Collected data
========================

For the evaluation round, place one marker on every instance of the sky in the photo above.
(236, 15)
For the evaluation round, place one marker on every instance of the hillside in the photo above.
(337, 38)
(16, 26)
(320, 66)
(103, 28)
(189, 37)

========================

• **What you are asked to do**
Rewrite the material with "evaluation round" changed to "review round" throughout, keeping every other word as it is.

• **The completed task**
For the review round, place one marker on every instance of the sky in the photo above.
(236, 15)
For the review round, place one marker on every instance of the hillside in the photo above.
(337, 38)
(16, 26)
(320, 66)
(103, 28)
(189, 37)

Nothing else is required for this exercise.